## EXCERPT TO READ
<<<<
The year was 1637. He was the only pastor left in Eilenburg, Germany. This was the height of the Thirty-Years War that had start in 1618. By 1637 one army after another had pillaged the fields of Germany for nearly twenty years. Refugees fled to walled cities such as Eilenburg. Famine and plague ran rampant. In 1637 Pastor Rinkart buried nearly 4,500 people including many of his coworkers and his own dear wife.
Yet during this war that would bring such devastation, this same Pastor, Martin Rinkart, in the year 1630 wrote the words: "Nun danket alle Gott Mit Herzen, Mund und Händen." What an example of the Apostle's words, "[W]e also rejoice in our sufferings" (Romans 5:3 NIV).
Now granted, the worst of the war came after he wrote those words, and I don't now how often he would have sung them during that dreadful year of 1637. And yet his faithful service throughout that year and onward certainly confesses a faith that was able to rejoice in suffering. How can we imitate that faith as we put into practice the words of the Apostle Paul in Romans 5?
>>>>
## REQUIREMENTS
1/ In the passage on Martin Rinkart, the hymn was written in 1630, before the worst of the war. On what basis does the author still hold that Rinkart's faith could rejoice in suffering? Answer in one to three sentences.
2/ Write a continuation of the passage on Martin Rinkart, starting after its closing question.
The records that come next have no connection to the text about Martin Rinkart.

## STORED ROWS
<<<<
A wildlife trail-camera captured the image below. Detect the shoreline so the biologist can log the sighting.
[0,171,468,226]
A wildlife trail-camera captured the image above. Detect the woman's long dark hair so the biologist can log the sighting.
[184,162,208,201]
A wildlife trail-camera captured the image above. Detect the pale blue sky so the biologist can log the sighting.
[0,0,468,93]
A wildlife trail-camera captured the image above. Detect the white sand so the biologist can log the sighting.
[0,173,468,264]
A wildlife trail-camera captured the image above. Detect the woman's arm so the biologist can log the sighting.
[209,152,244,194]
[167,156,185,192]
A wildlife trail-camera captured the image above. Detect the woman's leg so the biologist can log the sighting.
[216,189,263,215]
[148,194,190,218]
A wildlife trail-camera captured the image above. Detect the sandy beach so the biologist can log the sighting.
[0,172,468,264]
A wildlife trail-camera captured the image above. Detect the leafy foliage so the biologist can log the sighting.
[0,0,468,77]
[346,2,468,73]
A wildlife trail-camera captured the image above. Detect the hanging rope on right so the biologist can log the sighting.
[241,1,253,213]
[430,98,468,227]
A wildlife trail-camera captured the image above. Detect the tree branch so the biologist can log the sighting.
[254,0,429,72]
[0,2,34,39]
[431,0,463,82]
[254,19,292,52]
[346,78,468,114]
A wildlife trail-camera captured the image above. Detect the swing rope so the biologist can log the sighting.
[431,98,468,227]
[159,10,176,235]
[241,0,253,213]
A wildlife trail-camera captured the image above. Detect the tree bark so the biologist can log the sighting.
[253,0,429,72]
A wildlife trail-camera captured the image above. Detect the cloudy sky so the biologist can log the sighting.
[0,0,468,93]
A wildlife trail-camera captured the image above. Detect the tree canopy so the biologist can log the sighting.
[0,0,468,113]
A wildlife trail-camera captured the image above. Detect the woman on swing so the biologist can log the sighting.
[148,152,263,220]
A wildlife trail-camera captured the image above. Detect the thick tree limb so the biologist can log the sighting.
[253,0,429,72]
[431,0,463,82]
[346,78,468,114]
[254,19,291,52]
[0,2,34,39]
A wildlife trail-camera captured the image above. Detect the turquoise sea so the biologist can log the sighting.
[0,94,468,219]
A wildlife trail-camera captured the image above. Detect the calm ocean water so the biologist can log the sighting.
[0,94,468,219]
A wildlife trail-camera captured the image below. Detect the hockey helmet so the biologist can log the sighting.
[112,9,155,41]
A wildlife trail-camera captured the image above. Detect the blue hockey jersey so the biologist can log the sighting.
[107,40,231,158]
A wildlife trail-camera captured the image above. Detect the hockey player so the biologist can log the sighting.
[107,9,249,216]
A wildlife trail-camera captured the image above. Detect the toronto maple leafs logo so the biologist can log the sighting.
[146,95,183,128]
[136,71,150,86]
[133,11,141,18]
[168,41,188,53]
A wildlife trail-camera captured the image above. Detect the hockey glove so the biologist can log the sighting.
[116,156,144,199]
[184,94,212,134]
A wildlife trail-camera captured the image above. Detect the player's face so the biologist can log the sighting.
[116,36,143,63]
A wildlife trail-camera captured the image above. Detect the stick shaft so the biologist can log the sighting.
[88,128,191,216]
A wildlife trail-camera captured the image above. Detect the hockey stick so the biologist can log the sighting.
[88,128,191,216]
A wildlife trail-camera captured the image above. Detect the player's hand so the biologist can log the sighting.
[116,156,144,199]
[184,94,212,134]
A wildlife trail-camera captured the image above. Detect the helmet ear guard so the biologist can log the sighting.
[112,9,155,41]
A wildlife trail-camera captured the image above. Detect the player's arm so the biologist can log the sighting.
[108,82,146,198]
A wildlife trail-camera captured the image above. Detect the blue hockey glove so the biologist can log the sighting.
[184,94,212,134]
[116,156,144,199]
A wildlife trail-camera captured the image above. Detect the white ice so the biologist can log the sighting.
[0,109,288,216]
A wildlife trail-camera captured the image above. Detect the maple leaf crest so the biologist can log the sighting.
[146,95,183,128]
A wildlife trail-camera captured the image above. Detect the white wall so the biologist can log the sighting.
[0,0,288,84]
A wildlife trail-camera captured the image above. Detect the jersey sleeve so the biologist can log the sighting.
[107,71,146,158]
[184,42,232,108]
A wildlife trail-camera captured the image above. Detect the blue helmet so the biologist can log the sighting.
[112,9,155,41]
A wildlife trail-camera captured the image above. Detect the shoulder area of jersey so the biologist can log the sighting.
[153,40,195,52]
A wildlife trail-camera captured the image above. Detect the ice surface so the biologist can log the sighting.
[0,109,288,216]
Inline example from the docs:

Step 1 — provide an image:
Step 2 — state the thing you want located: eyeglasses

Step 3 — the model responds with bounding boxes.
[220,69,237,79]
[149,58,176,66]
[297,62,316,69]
>>>>
## OUTPUTS FOR THE TASKS
1/ The author points to Rinkart's faithful service during the dreadful year of 1637 and afterward. That service, the author says, confesses a faith that was able to rejoice in suffering, whether or not he often sang the hymn during that year.

2/
So often our faith is myopic, nearsighted. We see the trouble in front of us. We feel the suffering we're going through. We taste the agonies of this life and smell the stench of defeat. How can there be any joy or thanksgiving? But the Holy Spirit, through these words given the Apostle Paul, opens our eyes to see into the distance, so that we too can sing, "Now thank we all our God with hearts and hands and voices."
A. His verdict overrules our guilt
Paul writes, "Therefore, since we have been justified through faith, we have peace with God through our Lord Jesus Christ, through whom we have gained access by faith into this grace in which we now stand" (Romans 5:1, 2 NIV).
"Justified." What a word for faith to hold on to no matter how bad this life becomes. "Justified." It takes us into God's court of justice. The judge knows your guilt. He sees your sin, even sins you've hidden in a deep, dark corner of your heart, or sins you don't even realize. No human effort or work, or argument could ever convince him otherwise. Just read Romans 1:18-3:20. No one will be justified in his sight by doing the works of the law, for we have all broken the law.
But the word here isn't, "Convicted." It isn't, "Condemned." That's what you'd expect for lawbreakers like you and me. But what does Paul write? "Justified." "[W]e have been justified" (Romans 5:1 NIV). How can that be? "[T]hrough our Lord Jesus Christ" (Romans 5:2 NIV). That's how, dear friends. "He was delivered over to death for our sins, and raised to life for our justification" (Romans 4:25 NIV). That's the verse right before the text.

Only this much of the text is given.